──────── LESETEXT ────────
So habe ich mir das Ende meiner Reise nicht vorgestellt. Der Tag beginnt heute, Sabbat, wieder eher. Um acht sitze ich bei Romano am Frühstückstisch, zum Abschied bitte ich ihn noch um ein Foto von mir und den Blick von seiner Terrasse. Am Schluss macht ein Pärchen aus Bonn noch ein Foto von uns beiden. Dann gehe ich los. Nicht, ohne mich vorher bei ihm zu bedanken und ihm und seiner Familie alles Gute zu wünschen. Er hat mir in den letzten Tagen mehr geschenkt als nur ein Zimmer.

Der Weg schraubt sich zunächst von Dorf zu Dorf nach oben. Heute sind es noch mal 1800 Höhenmeter. Der wirklich letzte Anstieg. Ich hoffe, ich kann ihn ein bisschen genießen, die Wege sind gut sichtbar und ich kriege noch ein paar schöne Ausblicke. Vielleicht will ich zuviel Happy End.

Meine Füße sind heute durchaus bereitwillig unterwegs. Der Nichtlauftag gestern war genau richtig. Trotzdem holen mich die Wege heute nicht ab. Die Lauferei von Ort zu Ort ist nett, aber mehr auch nicht. Ab und zu gibt es schöne Passagen, aber ich laufe vor allem durch trockenen Wald. Natürlich, ich muss wieder über die Baumgrenze, doch dieses Mal ist der Wald Buchenwald und das Laub liegt dick am Boden. Ich sehe nicht, wohin ich trete, rutsche immer wieder, kann auch keine Stufen laufen wie sonst. Irgendwann meldet sich meine Ferse; also kleine, bewusste Schritte, sonst wird es heute schwierig.
──────── DATENSATZ ────────
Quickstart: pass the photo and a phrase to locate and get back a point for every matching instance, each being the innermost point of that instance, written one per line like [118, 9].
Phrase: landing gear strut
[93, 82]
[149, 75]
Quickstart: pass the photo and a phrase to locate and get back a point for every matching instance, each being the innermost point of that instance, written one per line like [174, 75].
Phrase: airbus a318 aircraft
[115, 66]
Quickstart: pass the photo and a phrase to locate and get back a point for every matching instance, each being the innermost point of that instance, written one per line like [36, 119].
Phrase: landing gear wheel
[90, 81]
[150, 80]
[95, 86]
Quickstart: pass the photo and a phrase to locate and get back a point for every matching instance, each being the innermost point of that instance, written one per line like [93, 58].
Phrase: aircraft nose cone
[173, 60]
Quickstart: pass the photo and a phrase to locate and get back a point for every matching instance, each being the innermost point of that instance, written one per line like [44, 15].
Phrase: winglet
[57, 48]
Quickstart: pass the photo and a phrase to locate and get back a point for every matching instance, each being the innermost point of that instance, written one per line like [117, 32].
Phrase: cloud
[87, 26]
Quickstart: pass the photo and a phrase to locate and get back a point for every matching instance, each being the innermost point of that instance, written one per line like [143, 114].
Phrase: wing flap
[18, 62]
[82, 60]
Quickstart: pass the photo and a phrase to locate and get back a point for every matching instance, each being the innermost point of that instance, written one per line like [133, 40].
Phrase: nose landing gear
────────
● **AUFGABE**:
Schreibe den Wanderbericht über den letzten Anstieg weiter, beginnend nach dem Satz „Irgendwann meldet sich meine Ferse; also kleine, bewusste Schritte, sonst wird es heute schwierig.“

● **ERGEBNIS**:
Ab 1700 Metern Höhe entlässt mich der Wald und ab jetzt geht es über Wiesen. Herbstwiesen. Bis zur Alm ist noch ein Weg gemäht, dann stehe ich wieder vor dem bekannten goldgelben Gras, was kniehoch steht. Überall. Kein Wanderzeichen in Sicht, kein Weg. Und es sind noch 400 Höhenmeter bis nach oben.

Wieder lotse ich mich per GPS. Manchmal kann ich am Gelände erkennen, wo der Weg vermutlich verlaufen wäre. Dann ist wieder gar nichts sichtbar. Die Graslatscherei ermüdet mich, spannt mich an. Ich komme nicht mal dazu zu schimpfen. Einfach nur konzentriert vorwärts, nur keinen Fehler machen. Ich hoffe, oben am Pass finde ich einen Weg.

Als ich endlich oben bin und damit die Schweiz betrete, habe ich immerhin noch mal einen schönen Blick auf den Comer See. Allerdings pfeifen mittlerweile so starke Windböen um mich herum, dass ich beim Laufen schauen muss, dass sie mich nicht umwerfen. Sie kommen so unberechenbar und aus verschiedenen Richtungen, dass ich mich nicht darauf einstellen kann. Und ab und zu wirklich im Gras lande.

Oben am Pass mache ich Pause im Gras an einer windgeschützten Stelle. Allzu lange halte ich mich aber nicht auf. Ich will weiter, zumal ich nicht weiß, wie sich der Weg gestalten wird. Anfangs kann ich tatsächlich einem Pfad folgen und gehe erleichtert weiter, bald schon verläuft sich dieser allerdings und ich stehe wie schon öfter die letzten Tage vor weglosem Gelände, während meine Karte die schönsten Wanderwege zeichnet.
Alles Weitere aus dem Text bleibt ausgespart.